BEGIN INFORMATION SHOWN

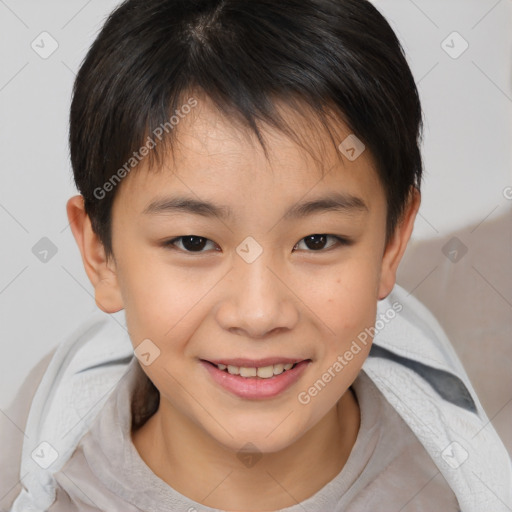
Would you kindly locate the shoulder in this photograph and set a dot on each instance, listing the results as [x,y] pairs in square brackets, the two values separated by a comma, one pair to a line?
[12,427]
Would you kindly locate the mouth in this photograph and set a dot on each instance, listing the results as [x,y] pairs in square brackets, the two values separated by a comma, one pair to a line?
[252,379]
[248,369]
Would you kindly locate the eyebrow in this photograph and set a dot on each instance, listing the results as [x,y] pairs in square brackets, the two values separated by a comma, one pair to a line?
[338,202]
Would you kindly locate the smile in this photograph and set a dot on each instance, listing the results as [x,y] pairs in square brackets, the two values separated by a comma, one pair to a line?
[255,379]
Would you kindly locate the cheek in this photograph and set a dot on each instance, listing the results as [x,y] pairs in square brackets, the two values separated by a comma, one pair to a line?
[345,298]
[161,301]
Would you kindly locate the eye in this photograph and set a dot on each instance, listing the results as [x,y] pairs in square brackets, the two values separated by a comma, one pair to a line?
[189,243]
[318,242]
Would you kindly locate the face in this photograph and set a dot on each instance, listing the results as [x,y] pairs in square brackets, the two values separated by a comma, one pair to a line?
[227,258]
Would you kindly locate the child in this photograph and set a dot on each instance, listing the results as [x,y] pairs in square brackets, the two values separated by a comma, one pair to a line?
[249,174]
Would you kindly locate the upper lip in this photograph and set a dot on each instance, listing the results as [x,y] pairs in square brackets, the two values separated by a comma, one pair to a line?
[255,363]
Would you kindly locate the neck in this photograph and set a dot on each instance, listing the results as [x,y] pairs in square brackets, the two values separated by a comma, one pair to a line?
[195,465]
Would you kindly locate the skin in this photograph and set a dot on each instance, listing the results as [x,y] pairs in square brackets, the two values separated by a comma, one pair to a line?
[292,301]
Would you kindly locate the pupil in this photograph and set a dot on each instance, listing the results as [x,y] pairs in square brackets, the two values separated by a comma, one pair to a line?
[193,243]
[315,241]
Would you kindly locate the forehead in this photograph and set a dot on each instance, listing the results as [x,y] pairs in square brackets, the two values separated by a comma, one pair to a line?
[214,156]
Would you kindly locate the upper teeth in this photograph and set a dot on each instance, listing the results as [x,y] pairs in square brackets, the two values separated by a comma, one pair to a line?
[264,372]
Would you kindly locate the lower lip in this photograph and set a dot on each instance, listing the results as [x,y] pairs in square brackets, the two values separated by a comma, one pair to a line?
[256,387]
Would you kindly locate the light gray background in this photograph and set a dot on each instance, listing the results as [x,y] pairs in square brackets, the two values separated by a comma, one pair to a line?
[467,152]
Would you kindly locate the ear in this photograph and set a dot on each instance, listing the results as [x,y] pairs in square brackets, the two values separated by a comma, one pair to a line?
[101,272]
[397,244]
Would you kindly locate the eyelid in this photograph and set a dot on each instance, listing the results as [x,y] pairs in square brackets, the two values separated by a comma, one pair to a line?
[339,241]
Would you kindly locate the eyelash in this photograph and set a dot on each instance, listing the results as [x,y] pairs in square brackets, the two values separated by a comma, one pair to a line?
[340,241]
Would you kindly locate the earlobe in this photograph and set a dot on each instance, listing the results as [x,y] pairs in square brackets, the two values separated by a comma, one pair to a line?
[397,244]
[101,271]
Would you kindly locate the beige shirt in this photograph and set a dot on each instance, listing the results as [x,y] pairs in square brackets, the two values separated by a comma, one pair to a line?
[388,469]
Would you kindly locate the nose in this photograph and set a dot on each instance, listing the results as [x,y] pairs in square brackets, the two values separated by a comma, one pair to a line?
[257,303]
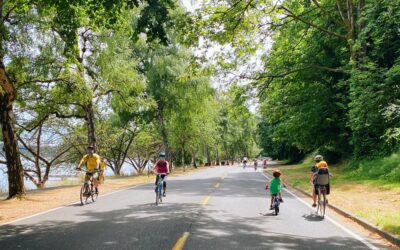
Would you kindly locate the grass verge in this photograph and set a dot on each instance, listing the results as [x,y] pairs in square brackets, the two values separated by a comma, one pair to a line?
[375,200]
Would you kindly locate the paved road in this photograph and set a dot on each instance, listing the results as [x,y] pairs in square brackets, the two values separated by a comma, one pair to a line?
[219,208]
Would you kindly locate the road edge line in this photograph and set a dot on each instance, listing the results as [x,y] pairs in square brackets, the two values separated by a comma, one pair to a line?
[353,234]
[180,243]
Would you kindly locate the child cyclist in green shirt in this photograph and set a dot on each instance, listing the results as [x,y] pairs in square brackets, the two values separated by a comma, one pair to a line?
[275,186]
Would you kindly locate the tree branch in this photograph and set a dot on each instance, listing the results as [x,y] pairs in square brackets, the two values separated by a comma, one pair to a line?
[291,14]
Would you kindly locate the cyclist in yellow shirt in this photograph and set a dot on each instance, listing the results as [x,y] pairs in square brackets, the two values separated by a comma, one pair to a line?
[103,165]
[92,162]
[319,163]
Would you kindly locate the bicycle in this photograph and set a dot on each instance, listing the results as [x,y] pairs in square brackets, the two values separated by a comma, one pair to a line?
[87,189]
[321,205]
[321,182]
[159,189]
[276,203]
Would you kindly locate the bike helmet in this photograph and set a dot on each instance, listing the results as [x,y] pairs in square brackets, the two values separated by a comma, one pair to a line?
[318,158]
[276,173]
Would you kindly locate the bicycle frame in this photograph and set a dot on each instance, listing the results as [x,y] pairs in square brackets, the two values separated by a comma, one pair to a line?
[87,190]
[276,204]
[321,205]
[159,191]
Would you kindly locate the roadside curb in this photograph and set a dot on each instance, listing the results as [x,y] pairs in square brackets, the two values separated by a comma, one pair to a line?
[388,236]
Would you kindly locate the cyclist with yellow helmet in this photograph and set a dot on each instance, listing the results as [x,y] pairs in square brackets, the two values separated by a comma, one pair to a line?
[320,167]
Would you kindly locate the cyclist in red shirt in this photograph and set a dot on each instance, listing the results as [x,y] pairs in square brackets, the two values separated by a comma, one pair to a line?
[161,168]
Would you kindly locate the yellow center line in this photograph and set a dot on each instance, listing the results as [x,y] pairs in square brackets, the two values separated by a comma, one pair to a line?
[205,201]
[181,241]
[223,177]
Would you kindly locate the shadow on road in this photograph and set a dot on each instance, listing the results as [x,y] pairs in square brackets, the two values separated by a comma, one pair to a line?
[145,226]
[312,217]
[149,227]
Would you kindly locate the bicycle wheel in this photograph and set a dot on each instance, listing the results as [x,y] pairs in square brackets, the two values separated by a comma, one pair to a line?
[323,205]
[160,193]
[157,194]
[318,212]
[82,194]
[93,195]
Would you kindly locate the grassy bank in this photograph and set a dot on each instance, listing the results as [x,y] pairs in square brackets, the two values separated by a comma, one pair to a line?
[366,194]
[40,200]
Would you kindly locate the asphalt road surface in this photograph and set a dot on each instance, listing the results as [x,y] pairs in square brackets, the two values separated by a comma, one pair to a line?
[215,208]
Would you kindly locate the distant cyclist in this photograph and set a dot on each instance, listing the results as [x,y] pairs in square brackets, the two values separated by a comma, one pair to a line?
[92,162]
[244,162]
[161,168]
[264,163]
[320,167]
[103,165]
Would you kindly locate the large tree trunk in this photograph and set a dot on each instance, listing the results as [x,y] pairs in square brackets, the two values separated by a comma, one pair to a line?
[90,120]
[14,167]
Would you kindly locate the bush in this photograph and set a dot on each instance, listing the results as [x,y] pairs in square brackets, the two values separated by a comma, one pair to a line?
[387,168]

END INFORMATION SHOWN

With the pictures omitted, reproduce the records in full and exactly.

Would you kindly locate the shoulder in this photograph and set a dot on each instance, listing the results as [x,y] pairs in square brackets, the two values separated by a comma, one pair to a line?
[12,427]
Would you kindly locate the mouth in this photograph and set a dot on each instance, listing the results as [x,y] pairs in square brackets, the two values separated by a comma, one pair to a line?
[252,379]
[248,369]
Would you kindly locate the eyebrow in this photograph and set a dot on each instance, listing the results as [x,y] pairs in square brackets, the two values separated by a comma, one pair to a line?
[338,202]
Would you kindly locate the smile in this photograph and set a dot on each instance, listing the results as [x,y] pairs in square brackets, the two values separated by a comma, one pair to a line?
[255,379]
Would you kindly locate the cheek in this photograph and set a dot on each instance, listing the results as [x,y] pairs in square brackets, the two values separated by a comma, one pair to a line?
[345,298]
[161,301]
Would you kindly locate the eye in this photograph and set a dot on each instance, listing the results as [x,y] pairs in square brackets, the two values separated by a comma, one pair to a line?
[189,243]
[318,242]
Would you kindly locate the face in this photograph and set a dot on each instance, listing the results as [x,y] pairs in square brackets, the two values separated by a comma, one pair to a line?
[227,258]
Would you kindly locate the child in this photograph and set a dot on each instance, listing the results as [x,y] pairs in square brackets, the two values separated by a comma, one pair to a line?
[249,174]
Would you kindly locate the upper lip in this photograph and set a dot on each instance, listing the results as [x,y] pairs in square brackets, the two values separated by a comma, one pair to a line?
[255,363]
Would you kindly locate the neck in this photograph and set a dot on each instance, listing the results as [x,y] pairs in square brackets, the two values separated by a comma, one pair to a line?
[195,465]
Would you kindly locate the skin in this photograph and set a dot on each instance, listing the results as [x,y] pairs in square brackets, the two values separated by a comma, one pair to a line?
[292,301]
Would you kindly locate the pupil in this photograph and set a dot on each instance, listing the results as [x,y] pairs in square brackets, the two values separated by a comma, one pair to a line?
[193,243]
[315,241]
Would you kindly locate the forehead in this photograph and set a dot on each instance, listing the results as [x,y] pairs in square brackets, the two values separated by a comma, one pair to a line?
[214,156]
Would you kindly locate the upper teeth in this photograph and set a dot on each instance, listing the results as [x,y] pairs in square brackets, the two values separated by a comma, one pair to a line?
[264,372]
Would you kindly locate the lower lip in this photograph and set a dot on each instance, listing the results as [x,y] pairs in square brackets, the two values separated by a comma, one pair to a line?
[256,387]
Would you kindly locate the light gray background in this photograph and set a dot on each instance, listing the results as [x,y] pairs in square brackets, the two values separated by a comma, one pair to a line?
[467,152]
Would you kindly locate the ear in this photograph and set a dot on each instance, listing the results as [x,y] pairs in square brackets, the two values separated by a comma, one pair to a line?
[101,272]
[397,244]
Would you kindly locate the eyelid in this photograph and set a dot on each instance, listing the results as [x,y] pairs in square brackets, the two values separated by a comma, one pair to a line?
[339,241]
Would you kindly locate the eyelash in this photograph and set a dot on each instance, listing the results as [x,y] pairs in square brackets, the two values separated by a comma, one pair to a line?
[340,241]
Would you kindly locate the earlobe in this photograph and set a dot on each instance, listing the results as [x,y] pairs in square brackets, the two values separated by a comma, one pair to a line?
[397,244]
[101,271]
Would you kindly locate the beige shirt in this photograph and set a dot on each instance, listing the results as [x,y] pairs in square brackets, the two values separated by a comma, one pair to a line?
[388,469]
Would you kindly locate the nose in this photograph and set a dot on each instance, listing the results as [x,y] pairs in square brackets, the two values separated by a comma, one pair to a line?
[257,303]
Would you kindly locate the grass verge in this photograph and set a dot on each instance, listing the results as [x,y] pairs in square brackets, the two values separated by a comma, one pair to a line?
[375,200]
Would you kindly locate the paved road in this photograph and set a dot on each instance, listing the results as [x,y] pairs in square brackets, the two values separated by a comma, one pair to a line?
[219,208]
Would you kindly locate the road edge line in this photograph and set a dot on each instance, listing the results as [x,y] pairs in square brackets, the two values separated by a comma, one pair to a line?
[353,234]
[180,243]
Would you kindly locate the child cyclist in green shirt in this photograph and set a dot on each instance, listing the results as [x,y] pairs in square brackets, the two values separated by a comma, one pair to a line?
[275,186]
Would you kindly locate the tree branch in this photograph and set a dot on each instance, listing the results as [x,y] pairs in square brackets, the two values separated by a comma, one pair to a line?
[291,14]
Would you kindly locate the cyclist in yellow shirt in this photograph and set a dot on each instance, listing the results as [x,y] pairs in square brackets, the two values separated by a comma, one pair to a line?
[103,165]
[92,162]
[319,163]
Would you kindly locate the bicycle in this photograph and set a dot on each instance, listing the results as [x,y] pairs in square brackets, the two values separated by a comma, one pair to a line?
[87,189]
[321,205]
[321,182]
[159,189]
[276,203]
Would you kindly locate the bike helmet in this photograph and set a dot on each instance, listing the results as [x,y] pairs in square brackets, the two values separated by a comma, one pair to a line?
[318,158]
[276,173]
Would you kindly locate the bicycle frame in this photograph and set a dot on each instance, listing the results as [x,y] pairs in square brackets, the two values separated by a comma, one pair to a line?
[87,190]
[276,204]
[321,205]
[159,191]
Would you kindly locate the roadside curb in this photograph and set a dot on each instance, listing the results as [x,y] pairs in square brackets, the two values separated by a comma, one pair to a line?
[388,236]
Would you kindly locate the cyclist with yellow helmet in this photograph and set a dot on each instance, listing the results as [x,y] pairs in square brackets, the two values separated by a comma, one pair to a line?
[320,167]
Would you kindly locate the cyclist in red shirt in this photograph and set a dot on each instance, listing the results as [x,y] pairs in square brackets, the two values separated by a comma, one pair to a line?
[161,168]
Would you kindly locate the yellow center line in this photograph and set a dot on each instance, listing the results as [x,y] pairs in square brackets, the two values separated by a comma, one pair to a line?
[205,201]
[181,241]
[223,177]
Would you kindly locate the shadow on road in this photograph and set a dot on each instance, listing the results as [x,y] pairs in square brackets, the two values separated by a comma, one pair to a line?
[145,226]
[312,217]
[149,227]
Would you kindly locate the bicycle wheel in this photograph and set a dot on each instance, listing the results as [x,y] pairs in square brackets, the two values separated by a comma, one pair to a line?
[323,205]
[160,193]
[157,194]
[318,212]
[82,194]
[93,195]
Would you kindly locate the grassy bank in this photograph and set a dot on each instance, listing the results as [x,y] pairs in square brackets, the two values separated by a comma, one pair to a line?
[366,194]
[40,200]
Would you kindly locate the asphalt road surface in this photograph and set a dot on each instance, listing the results as [x,y] pairs in square brackets, the two values separated by a comma, one pair to a line?
[215,208]
Would you kindly locate the distant cyclist in this photograph and set a dot on each instance, listing the results as [x,y] pairs in square brackets, the two values separated by a comma, one pair to a line?
[92,162]
[244,162]
[161,168]
[264,163]
[320,167]
[103,165]
Would you kindly locate the large tree trunk in this photograph and set a dot on each instance, listing the results as [x,y] pairs in square brackets, the two values separated by a comma, one pair to a line?
[90,120]
[14,167]
Would you kindly locate the bush in this photograph and set a dot on each instance, listing the results as [x,y] pairs in square brackets, the two values separated by a comma, one pair to a line?
[387,168]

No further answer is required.